:: SUPPLIED DATA ::

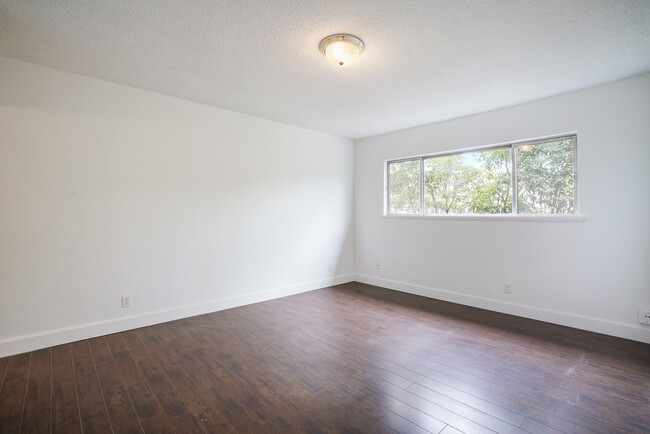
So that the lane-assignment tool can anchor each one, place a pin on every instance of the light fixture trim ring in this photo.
(341, 37)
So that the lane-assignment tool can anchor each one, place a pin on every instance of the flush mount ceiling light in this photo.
(341, 49)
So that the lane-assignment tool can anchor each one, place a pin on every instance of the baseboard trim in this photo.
(607, 327)
(48, 338)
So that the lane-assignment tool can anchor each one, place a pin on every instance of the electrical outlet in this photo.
(644, 316)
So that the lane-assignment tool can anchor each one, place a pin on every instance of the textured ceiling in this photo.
(425, 61)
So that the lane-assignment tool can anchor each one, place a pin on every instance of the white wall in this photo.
(107, 190)
(590, 274)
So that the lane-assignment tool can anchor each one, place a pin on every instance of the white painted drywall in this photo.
(590, 274)
(108, 190)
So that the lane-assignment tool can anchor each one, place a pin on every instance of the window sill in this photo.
(523, 218)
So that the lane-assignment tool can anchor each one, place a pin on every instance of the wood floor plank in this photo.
(94, 416)
(65, 407)
(118, 405)
(12, 395)
(150, 414)
(203, 410)
(37, 414)
(350, 358)
(164, 391)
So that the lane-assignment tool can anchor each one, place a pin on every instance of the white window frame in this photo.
(514, 147)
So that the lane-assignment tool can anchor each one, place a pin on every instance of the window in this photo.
(537, 177)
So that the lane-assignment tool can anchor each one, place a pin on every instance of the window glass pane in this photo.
(545, 178)
(470, 183)
(404, 184)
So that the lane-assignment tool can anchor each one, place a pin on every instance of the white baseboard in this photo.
(636, 332)
(48, 338)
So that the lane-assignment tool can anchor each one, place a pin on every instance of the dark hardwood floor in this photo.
(351, 358)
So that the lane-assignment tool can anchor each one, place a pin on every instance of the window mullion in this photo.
(421, 185)
(515, 186)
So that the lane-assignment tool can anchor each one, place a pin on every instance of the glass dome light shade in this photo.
(341, 49)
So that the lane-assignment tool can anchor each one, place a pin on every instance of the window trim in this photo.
(514, 214)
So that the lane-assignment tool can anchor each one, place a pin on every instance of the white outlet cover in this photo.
(644, 315)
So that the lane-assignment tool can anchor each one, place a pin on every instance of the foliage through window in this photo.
(483, 181)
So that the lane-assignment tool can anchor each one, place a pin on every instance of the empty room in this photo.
(362, 216)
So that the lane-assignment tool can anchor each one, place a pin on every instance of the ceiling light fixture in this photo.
(341, 49)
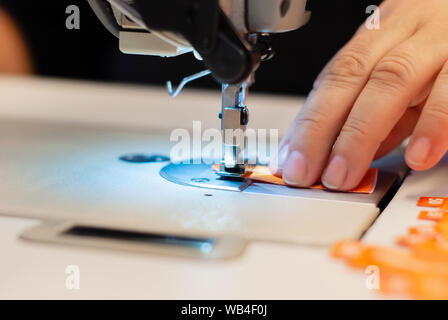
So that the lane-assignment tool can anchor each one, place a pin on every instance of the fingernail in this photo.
(336, 172)
(419, 151)
(278, 161)
(295, 169)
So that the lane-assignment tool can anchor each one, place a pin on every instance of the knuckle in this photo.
(438, 110)
(394, 72)
(348, 67)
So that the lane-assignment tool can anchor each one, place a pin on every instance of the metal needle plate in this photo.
(202, 176)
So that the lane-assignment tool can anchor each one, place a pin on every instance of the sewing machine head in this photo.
(231, 37)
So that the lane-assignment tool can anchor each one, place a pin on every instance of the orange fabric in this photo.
(263, 174)
(432, 215)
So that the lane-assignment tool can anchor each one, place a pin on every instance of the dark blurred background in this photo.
(92, 52)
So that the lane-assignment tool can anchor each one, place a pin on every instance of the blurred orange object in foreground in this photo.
(420, 269)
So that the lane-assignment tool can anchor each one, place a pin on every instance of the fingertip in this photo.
(277, 161)
(418, 152)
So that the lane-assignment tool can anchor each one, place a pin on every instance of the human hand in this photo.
(382, 87)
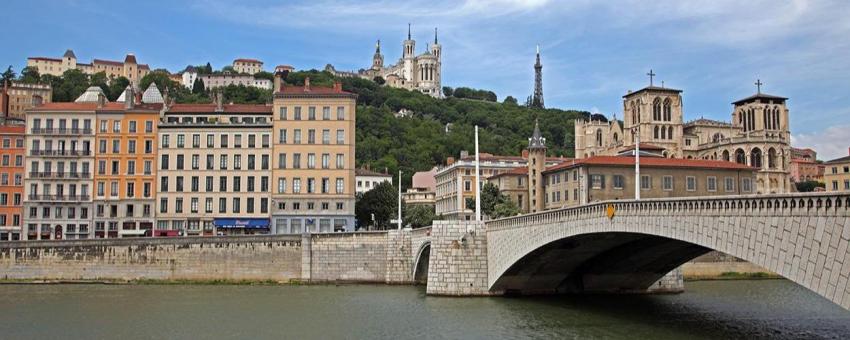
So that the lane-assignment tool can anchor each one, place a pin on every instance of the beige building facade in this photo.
(314, 159)
(837, 174)
(214, 169)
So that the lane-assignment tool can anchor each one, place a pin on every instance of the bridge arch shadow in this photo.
(421, 263)
(609, 262)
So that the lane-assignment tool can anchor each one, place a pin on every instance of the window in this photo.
(730, 184)
(597, 181)
(746, 185)
(619, 182)
(711, 183)
(667, 183)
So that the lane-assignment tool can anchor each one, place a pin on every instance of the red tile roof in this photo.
(656, 162)
(230, 108)
(45, 58)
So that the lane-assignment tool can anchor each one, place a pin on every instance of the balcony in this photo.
(59, 198)
(59, 175)
(61, 131)
(60, 153)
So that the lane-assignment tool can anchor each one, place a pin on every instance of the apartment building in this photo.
(58, 176)
(125, 179)
(11, 179)
(214, 170)
(314, 135)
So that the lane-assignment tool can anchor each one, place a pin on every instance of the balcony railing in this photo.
(60, 131)
(60, 153)
(60, 198)
(60, 175)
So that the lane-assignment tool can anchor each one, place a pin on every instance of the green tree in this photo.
(419, 216)
(382, 201)
(7, 76)
(198, 86)
(30, 75)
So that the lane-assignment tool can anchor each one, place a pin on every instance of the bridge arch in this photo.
(421, 263)
(802, 237)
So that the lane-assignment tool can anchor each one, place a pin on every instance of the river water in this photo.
(708, 310)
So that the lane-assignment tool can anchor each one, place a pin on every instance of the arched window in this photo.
(740, 156)
(656, 109)
(771, 158)
(598, 137)
(755, 158)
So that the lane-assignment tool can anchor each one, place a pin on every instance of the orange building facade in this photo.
(125, 171)
(11, 181)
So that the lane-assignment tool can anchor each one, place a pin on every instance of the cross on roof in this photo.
(651, 75)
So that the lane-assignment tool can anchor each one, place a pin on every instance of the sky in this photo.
(593, 52)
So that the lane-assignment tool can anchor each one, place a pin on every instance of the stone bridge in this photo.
(627, 246)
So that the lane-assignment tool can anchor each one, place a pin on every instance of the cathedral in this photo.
(413, 72)
(757, 135)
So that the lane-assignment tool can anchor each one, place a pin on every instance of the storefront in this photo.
(241, 226)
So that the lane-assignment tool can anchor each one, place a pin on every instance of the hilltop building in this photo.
(129, 68)
(413, 72)
(758, 134)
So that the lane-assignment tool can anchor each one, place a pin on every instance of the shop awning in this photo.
(243, 223)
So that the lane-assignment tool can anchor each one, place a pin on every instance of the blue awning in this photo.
(243, 223)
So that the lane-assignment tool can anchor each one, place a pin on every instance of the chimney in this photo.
(278, 81)
(129, 98)
(219, 102)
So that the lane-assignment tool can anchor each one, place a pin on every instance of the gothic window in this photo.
(598, 137)
(755, 158)
(771, 158)
(740, 157)
(656, 109)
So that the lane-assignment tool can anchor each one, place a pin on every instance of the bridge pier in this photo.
(458, 259)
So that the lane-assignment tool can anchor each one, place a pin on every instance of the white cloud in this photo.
(830, 144)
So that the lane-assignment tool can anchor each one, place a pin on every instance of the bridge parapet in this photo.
(804, 237)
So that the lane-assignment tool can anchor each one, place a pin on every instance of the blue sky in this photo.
(593, 51)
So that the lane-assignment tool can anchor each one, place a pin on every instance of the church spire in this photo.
(537, 98)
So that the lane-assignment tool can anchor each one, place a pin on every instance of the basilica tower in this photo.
(536, 165)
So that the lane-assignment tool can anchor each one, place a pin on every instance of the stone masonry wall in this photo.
(458, 267)
(191, 258)
(348, 257)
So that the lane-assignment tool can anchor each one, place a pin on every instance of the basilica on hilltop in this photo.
(757, 135)
(413, 72)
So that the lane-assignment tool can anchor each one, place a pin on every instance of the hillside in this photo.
(419, 142)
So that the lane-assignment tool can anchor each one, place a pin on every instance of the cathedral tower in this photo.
(536, 165)
(537, 99)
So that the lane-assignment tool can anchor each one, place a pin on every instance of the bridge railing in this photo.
(805, 203)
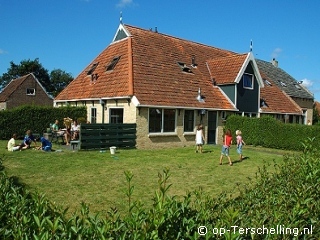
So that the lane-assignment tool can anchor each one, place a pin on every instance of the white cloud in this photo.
(124, 3)
(276, 52)
(307, 83)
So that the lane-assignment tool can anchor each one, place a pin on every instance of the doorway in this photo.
(212, 127)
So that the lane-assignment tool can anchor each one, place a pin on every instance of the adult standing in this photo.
(199, 138)
(227, 141)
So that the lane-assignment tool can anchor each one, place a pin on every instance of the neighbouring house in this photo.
(25, 90)
(167, 85)
(298, 94)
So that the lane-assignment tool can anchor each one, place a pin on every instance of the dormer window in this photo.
(113, 63)
(267, 82)
(184, 67)
(282, 84)
(92, 68)
(297, 86)
(31, 91)
(247, 80)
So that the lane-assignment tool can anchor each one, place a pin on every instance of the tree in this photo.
(53, 83)
(59, 80)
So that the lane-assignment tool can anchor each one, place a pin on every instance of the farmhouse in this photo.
(167, 85)
(22, 91)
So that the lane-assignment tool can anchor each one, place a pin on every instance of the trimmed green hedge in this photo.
(36, 118)
(271, 133)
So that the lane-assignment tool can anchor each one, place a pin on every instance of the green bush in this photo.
(288, 197)
(271, 133)
(36, 118)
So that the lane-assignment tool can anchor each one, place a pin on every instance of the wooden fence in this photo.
(103, 136)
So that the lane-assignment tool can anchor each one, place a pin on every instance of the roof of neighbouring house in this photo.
(14, 84)
(283, 80)
(274, 100)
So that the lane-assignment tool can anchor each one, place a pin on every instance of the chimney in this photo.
(274, 62)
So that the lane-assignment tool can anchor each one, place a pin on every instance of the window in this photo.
(184, 67)
(267, 82)
(162, 120)
(113, 63)
(282, 84)
(247, 81)
(116, 115)
(188, 121)
(169, 120)
(92, 68)
(93, 115)
(31, 91)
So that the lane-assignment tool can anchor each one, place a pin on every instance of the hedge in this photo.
(35, 118)
(271, 133)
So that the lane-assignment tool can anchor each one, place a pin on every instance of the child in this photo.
(227, 141)
(240, 143)
(199, 138)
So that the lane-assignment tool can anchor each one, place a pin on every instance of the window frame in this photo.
(93, 115)
(250, 78)
(31, 91)
(163, 122)
(115, 116)
(188, 124)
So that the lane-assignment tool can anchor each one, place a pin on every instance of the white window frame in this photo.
(161, 111)
(252, 80)
(31, 91)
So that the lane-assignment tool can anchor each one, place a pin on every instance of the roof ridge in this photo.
(178, 38)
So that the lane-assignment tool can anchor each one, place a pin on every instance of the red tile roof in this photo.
(148, 69)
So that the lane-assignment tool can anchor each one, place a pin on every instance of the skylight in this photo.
(113, 63)
(267, 82)
(92, 68)
(282, 84)
(184, 67)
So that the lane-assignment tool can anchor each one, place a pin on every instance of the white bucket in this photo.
(113, 150)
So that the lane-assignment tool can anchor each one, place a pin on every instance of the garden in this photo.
(159, 194)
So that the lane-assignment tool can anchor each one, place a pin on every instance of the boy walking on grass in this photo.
(227, 141)
(240, 143)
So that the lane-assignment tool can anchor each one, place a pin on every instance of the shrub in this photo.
(36, 118)
(271, 133)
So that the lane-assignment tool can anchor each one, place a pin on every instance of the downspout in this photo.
(130, 71)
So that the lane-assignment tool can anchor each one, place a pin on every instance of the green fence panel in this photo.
(103, 136)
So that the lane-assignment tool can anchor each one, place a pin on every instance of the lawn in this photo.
(70, 177)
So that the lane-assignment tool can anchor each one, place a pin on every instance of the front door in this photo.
(212, 126)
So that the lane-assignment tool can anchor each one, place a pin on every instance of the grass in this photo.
(69, 178)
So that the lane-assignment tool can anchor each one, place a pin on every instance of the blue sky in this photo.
(69, 34)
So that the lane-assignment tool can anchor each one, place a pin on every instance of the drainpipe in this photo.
(102, 109)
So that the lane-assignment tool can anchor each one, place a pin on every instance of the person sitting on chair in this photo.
(28, 139)
(55, 128)
(12, 144)
(45, 145)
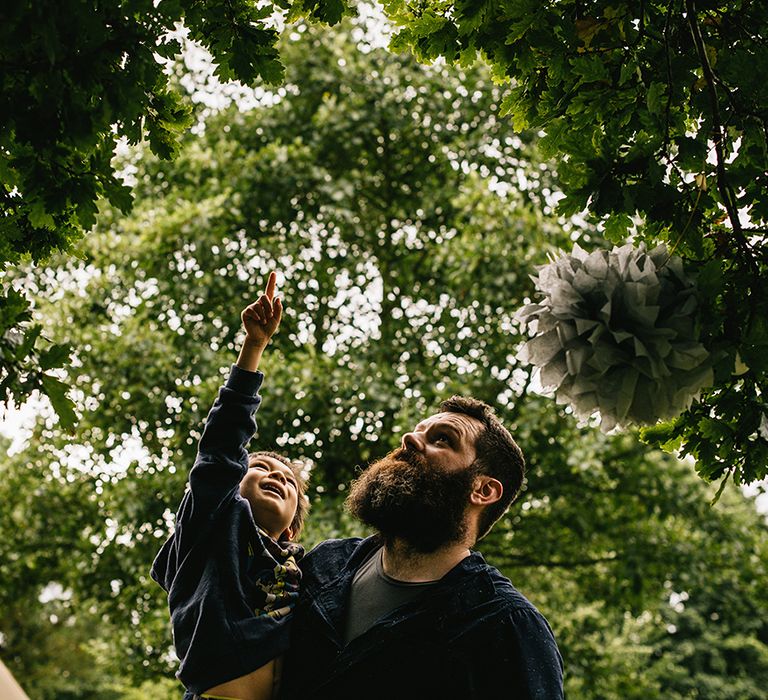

:::

Transcribe exactly the lines from the one containing "the grass in this photo." through the last line of the records above, and nothing else. Leave out the pictures.

So that the lane-assignment tool can anchor each one, place a pin on every instance of the grass in this photo.
(69, 178)
So that the lane-assignment tool can anchor each one, place a pin on every instance of the blue sky in this photo.
(69, 34)
So that the lane-assignment tool can anchor each one, place a pin on every instance of the drainpipe in this photo.
(102, 109)
So that the lane-assignment tool can anchor each one, place a pin on every instance of the person sitting on chair in this photo.
(28, 139)
(55, 128)
(12, 144)
(45, 145)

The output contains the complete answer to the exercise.